Type out the entries again, matching each one exactly.

────────────────

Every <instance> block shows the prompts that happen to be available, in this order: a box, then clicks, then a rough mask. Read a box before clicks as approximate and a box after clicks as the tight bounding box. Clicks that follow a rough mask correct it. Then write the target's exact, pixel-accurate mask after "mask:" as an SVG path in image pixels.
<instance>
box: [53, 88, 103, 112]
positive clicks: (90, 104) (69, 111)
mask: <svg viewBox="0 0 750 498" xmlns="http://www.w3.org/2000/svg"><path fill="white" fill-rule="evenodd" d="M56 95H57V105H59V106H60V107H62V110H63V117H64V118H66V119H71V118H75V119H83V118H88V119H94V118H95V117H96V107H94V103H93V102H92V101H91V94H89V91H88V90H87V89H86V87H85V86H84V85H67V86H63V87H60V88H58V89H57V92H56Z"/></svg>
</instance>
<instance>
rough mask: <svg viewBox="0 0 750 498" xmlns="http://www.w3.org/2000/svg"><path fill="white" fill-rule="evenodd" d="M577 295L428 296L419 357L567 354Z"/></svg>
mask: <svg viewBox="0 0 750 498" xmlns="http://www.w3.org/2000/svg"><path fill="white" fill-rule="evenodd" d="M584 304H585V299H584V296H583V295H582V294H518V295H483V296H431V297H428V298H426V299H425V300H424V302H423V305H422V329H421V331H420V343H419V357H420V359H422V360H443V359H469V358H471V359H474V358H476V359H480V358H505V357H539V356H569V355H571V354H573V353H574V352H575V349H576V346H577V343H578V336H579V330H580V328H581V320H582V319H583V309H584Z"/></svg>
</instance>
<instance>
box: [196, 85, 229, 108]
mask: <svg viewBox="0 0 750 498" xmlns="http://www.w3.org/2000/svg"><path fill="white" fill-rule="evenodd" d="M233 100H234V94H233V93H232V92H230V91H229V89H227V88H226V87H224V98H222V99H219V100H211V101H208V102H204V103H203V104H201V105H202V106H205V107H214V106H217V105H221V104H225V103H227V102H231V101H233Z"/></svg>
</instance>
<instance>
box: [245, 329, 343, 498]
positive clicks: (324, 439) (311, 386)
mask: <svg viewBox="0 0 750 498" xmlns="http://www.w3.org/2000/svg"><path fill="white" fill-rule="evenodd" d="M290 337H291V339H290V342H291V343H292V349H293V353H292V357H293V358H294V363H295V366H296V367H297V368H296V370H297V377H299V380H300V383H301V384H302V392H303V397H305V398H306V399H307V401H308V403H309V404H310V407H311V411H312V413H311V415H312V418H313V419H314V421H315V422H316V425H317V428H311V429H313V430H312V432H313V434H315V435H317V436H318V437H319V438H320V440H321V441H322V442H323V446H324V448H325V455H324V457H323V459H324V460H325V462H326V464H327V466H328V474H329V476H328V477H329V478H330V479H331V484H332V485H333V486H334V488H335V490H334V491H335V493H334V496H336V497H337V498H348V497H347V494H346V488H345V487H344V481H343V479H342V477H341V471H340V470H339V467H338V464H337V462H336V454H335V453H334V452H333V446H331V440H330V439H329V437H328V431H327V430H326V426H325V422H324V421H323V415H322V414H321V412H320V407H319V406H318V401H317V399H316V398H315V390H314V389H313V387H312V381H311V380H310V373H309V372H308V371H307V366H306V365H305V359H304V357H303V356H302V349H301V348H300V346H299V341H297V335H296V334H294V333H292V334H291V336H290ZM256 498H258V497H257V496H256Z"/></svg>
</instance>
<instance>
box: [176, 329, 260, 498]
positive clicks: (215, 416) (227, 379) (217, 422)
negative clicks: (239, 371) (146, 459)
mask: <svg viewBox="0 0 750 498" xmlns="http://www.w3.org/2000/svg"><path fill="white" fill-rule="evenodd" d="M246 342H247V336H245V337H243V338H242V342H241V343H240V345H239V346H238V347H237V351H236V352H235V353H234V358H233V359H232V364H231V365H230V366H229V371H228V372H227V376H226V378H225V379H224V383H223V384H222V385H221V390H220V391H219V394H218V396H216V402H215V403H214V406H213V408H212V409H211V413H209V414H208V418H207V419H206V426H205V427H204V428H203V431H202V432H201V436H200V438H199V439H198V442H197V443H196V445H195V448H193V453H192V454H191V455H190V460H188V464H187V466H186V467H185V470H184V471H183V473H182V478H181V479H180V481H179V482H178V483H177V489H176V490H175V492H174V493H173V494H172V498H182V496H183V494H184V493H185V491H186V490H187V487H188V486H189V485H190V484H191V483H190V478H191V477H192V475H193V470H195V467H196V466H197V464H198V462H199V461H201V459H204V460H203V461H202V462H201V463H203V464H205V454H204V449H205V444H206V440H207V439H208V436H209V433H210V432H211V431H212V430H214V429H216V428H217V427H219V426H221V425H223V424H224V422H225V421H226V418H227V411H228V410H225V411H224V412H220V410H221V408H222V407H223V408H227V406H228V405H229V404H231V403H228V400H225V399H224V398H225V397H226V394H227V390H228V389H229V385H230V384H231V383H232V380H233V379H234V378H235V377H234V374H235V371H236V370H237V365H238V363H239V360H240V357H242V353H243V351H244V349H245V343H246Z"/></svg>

────────────────

WRITTEN ANSWER:
Every <instance> block shows the prompts that happen to be available, in this order: a box, then clicks, then a rough mask. Read a box before clicks as approximate and a box after clicks as the tight bounding box. Clicks that follow a rough mask correct it. Then write the target's exact, pixel-accurate mask after "mask:" as an SVG path in image pixels.
<instance>
box: [53, 88, 103, 112]
positive clicks: (90, 104) (69, 111)
mask: <svg viewBox="0 0 750 498" xmlns="http://www.w3.org/2000/svg"><path fill="white" fill-rule="evenodd" d="M56 95H57V105H59V106H60V107H62V110H63V117H64V118H66V119H71V118H75V119H83V118H88V119H94V118H95V117H96V107H94V103H93V102H92V101H91V94H89V91H88V90H87V89H86V87H85V86H84V85H67V86H63V87H60V88H58V89H57V92H56Z"/></svg>
</instance>
<instance>
rough mask: <svg viewBox="0 0 750 498" xmlns="http://www.w3.org/2000/svg"><path fill="white" fill-rule="evenodd" d="M577 295L428 296L419 357L567 354Z"/></svg>
mask: <svg viewBox="0 0 750 498" xmlns="http://www.w3.org/2000/svg"><path fill="white" fill-rule="evenodd" d="M584 304H585V299H584V296H583V295H582V294H518V295H483V296H431V297H428V298H426V299H425V300H424V302H423V305H422V329H421V331H420V343H419V357H420V359H422V360H443V359H469V358H471V359H474V358H476V359H480V358H505V357H539V356H569V355H571V354H573V353H574V352H575V349H576V346H577V343H578V336H579V330H580V328H581V320H582V319H583V309H584Z"/></svg>
</instance>
<instance>
box: [196, 85, 229, 108]
mask: <svg viewBox="0 0 750 498" xmlns="http://www.w3.org/2000/svg"><path fill="white" fill-rule="evenodd" d="M233 100H234V94H233V93H232V92H230V91H229V89H227V88H226V87H224V98H222V99H219V100H211V101H208V102H204V103H203V104H201V105H202V106H205V107H214V106H217V105H221V104H225V103H227V102H231V101H233Z"/></svg>
</instance>
<instance>
box: [245, 329, 343, 498]
positive clicks: (324, 439) (311, 386)
mask: <svg viewBox="0 0 750 498" xmlns="http://www.w3.org/2000/svg"><path fill="white" fill-rule="evenodd" d="M290 337H291V339H290V342H291V343H292V349H293V353H292V357H293V358H294V363H295V366H296V367H297V368H296V370H297V377H299V380H300V383H301V384H302V392H303V397H305V398H306V399H307V401H308V403H309V404H310V407H311V411H312V413H311V415H312V418H313V419H314V421H315V422H316V425H317V428H311V429H313V430H312V432H313V434H315V435H317V436H318V437H319V438H320V440H321V441H322V442H323V446H324V448H325V455H324V457H323V459H324V460H325V462H326V464H327V466H328V474H329V476H328V477H329V478H330V479H331V484H332V485H333V486H334V488H335V490H334V491H335V493H334V496H336V497H337V498H348V497H347V494H346V488H345V487H344V481H343V479H342V477H341V471H340V470H339V467H338V464H337V462H336V454H335V453H334V452H333V446H331V440H330V439H329V437H328V431H327V430H326V426H325V422H324V421H323V415H322V414H321V412H320V407H319V406H318V401H317V399H316V398H315V390H314V389H313V387H312V381H311V380H310V373H309V372H308V371H307V366H306V365H305V359H304V357H303V356H302V349H301V348H300V346H299V341H297V335H296V334H294V333H292V334H291V336H290ZM256 498H258V497H257V496H256Z"/></svg>
</instance>
<instance>
box: [176, 329, 260, 498]
positive clicks: (215, 416) (227, 379) (217, 422)
negative clicks: (239, 371) (146, 459)
mask: <svg viewBox="0 0 750 498" xmlns="http://www.w3.org/2000/svg"><path fill="white" fill-rule="evenodd" d="M246 342H247V336H245V337H243V338H242V342H241V343H240V345H239V346H238V347H237V351H236V352H235V353H234V358H233V359H232V364H231V365H230V366H229V371H228V372H227V376H226V378H225V379H224V383H223V384H222V385H221V390H220V391H219V394H218V396H216V402H215V403H214V406H213V408H212V409H211V413H209V414H208V418H207V419H206V426H205V427H204V428H203V431H202V432H201V436H200V438H199V439H198V442H197V443H196V445H195V448H193V453H192V454H191V455H190V460H188V464H187V466H186V467H185V470H184V471H183V473H182V478H181V479H180V481H179V482H178V483H177V489H176V490H175V492H174V493H173V494H172V498H182V496H183V494H184V493H185V491H186V490H187V487H188V486H189V485H190V484H191V483H190V478H191V477H192V475H193V470H195V467H196V466H197V464H198V462H199V461H201V459H204V460H203V461H202V462H201V463H203V464H205V454H204V449H205V444H206V440H207V439H208V436H209V433H210V432H211V431H212V430H214V429H216V428H217V427H219V426H221V425H223V424H224V422H225V421H226V418H227V411H228V410H225V411H224V412H220V410H221V408H222V407H223V408H227V406H228V405H229V404H231V403H228V400H225V399H224V398H225V397H226V394H227V390H228V389H229V385H230V384H231V383H232V380H233V379H234V378H235V377H234V374H235V371H236V370H237V365H238V363H239V360H240V357H242V353H243V351H244V349H245V343H246Z"/></svg>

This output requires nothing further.